--- START ---
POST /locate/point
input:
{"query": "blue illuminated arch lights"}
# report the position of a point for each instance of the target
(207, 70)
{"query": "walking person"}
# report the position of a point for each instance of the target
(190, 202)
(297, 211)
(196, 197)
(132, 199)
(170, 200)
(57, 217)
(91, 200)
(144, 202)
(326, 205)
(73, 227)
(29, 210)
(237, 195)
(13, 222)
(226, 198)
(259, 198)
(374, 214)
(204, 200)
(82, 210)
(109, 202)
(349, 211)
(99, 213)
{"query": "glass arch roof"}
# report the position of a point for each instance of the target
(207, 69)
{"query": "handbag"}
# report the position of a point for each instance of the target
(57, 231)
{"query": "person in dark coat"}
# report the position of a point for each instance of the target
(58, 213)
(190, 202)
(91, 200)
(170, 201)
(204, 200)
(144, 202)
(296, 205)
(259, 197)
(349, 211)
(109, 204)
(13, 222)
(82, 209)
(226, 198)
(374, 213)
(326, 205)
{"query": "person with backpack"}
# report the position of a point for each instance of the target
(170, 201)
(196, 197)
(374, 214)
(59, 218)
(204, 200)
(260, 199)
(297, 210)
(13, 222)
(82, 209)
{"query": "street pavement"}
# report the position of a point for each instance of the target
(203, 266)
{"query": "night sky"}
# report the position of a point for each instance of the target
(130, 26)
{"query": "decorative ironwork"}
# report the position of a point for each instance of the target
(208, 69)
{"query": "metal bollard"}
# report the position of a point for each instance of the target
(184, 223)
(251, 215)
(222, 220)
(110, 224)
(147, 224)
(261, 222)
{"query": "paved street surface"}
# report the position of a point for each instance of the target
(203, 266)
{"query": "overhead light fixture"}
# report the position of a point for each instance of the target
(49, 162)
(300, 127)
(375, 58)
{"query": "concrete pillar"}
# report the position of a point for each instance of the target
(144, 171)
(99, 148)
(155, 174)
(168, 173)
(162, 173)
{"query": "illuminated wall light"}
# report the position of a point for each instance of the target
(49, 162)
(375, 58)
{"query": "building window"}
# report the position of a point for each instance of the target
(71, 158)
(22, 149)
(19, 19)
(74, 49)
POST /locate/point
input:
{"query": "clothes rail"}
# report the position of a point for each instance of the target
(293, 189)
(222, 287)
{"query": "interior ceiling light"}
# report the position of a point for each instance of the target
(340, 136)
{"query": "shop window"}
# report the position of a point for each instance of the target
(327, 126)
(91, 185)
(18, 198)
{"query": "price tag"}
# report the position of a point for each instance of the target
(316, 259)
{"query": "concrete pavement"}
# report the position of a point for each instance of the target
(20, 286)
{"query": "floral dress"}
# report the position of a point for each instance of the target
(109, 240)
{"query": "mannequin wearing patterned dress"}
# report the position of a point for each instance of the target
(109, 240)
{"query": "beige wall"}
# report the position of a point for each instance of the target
--- END ---
▸ **TASK DETAILS**
Gather every line of the material above that contains the string "illuminated", and copy each one unchanged.

▸ **THE RESPONSE**
{"query": "blue illuminated arch lights"}
{"query": "illuminated wall light"}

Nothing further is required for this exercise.